Job: Please rewrite every line from the start of the records through the line holding "[832,591,1173,802]", inclusive, requests included, with each bounding box coordinate multiplied by 0.55 and rounded to a whole number, halves rounded up. Give only those lines.

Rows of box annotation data
========================

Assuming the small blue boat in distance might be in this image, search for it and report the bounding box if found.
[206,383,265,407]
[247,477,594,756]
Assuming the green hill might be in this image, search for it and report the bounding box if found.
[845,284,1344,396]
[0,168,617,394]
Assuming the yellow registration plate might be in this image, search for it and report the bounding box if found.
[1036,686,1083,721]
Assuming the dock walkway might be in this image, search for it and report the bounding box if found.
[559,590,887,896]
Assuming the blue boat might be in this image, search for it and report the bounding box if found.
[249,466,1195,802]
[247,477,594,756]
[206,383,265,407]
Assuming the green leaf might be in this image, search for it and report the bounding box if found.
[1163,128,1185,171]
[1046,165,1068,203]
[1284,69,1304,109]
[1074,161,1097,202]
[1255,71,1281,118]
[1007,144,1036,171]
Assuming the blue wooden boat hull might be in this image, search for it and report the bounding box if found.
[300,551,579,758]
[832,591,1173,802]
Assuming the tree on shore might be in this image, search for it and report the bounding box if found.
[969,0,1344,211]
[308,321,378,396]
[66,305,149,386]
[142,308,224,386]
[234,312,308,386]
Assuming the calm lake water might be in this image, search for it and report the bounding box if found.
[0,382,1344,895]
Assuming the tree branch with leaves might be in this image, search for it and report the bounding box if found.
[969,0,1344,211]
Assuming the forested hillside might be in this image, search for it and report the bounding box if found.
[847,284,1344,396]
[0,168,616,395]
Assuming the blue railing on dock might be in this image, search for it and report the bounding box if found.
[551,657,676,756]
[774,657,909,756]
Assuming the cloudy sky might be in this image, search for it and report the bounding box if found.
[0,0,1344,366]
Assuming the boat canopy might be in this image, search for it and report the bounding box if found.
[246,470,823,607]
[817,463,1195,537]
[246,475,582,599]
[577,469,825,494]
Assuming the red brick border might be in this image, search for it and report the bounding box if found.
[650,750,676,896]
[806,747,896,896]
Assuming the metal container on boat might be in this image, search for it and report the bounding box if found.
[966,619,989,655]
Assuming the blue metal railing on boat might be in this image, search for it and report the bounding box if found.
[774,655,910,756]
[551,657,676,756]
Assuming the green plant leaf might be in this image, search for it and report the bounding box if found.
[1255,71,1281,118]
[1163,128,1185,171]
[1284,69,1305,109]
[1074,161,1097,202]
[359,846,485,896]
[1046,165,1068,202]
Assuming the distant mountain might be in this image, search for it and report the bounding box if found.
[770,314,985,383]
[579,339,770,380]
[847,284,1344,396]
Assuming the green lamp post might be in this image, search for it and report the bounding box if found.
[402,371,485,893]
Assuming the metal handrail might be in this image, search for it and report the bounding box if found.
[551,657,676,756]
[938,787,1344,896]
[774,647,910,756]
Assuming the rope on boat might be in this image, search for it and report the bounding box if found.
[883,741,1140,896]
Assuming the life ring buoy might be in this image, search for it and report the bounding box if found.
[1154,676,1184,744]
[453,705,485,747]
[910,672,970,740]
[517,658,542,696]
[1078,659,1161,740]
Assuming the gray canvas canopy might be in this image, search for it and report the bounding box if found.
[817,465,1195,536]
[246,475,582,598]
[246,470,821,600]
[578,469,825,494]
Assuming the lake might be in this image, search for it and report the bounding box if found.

========================

Result:
Assuming the small blue boat in distance might be in this image, search for it and report the bounding box if found.
[113,211,146,224]
[136,262,327,416]
Assuming the green hill might be in this image, search for it and report the bounding box if found.
[465,156,739,218]
[0,92,339,217]
Assuming the yellow registration plate might be in this image, search for it and report the bounding box if found.
[570,377,596,397]
Assuming the dock walkway might be in this image, search for it and report the bounding box if found.
[307,325,488,493]
Assuming the blue boat might be in this image, search for it and report the bounding box if found.
[137,256,657,441]
[136,262,327,416]
[113,211,146,224]
Assuming the green leaf might be in this image, search for it and report the bounding box if found.
[640,70,652,94]
[575,91,587,112]
[706,38,717,60]
[591,89,603,111]
[690,39,705,65]
[554,79,570,94]
Assuming the blue wooden boat hull might be in this image, search for it and report the bounding box if found.
[165,303,318,417]
[458,325,645,441]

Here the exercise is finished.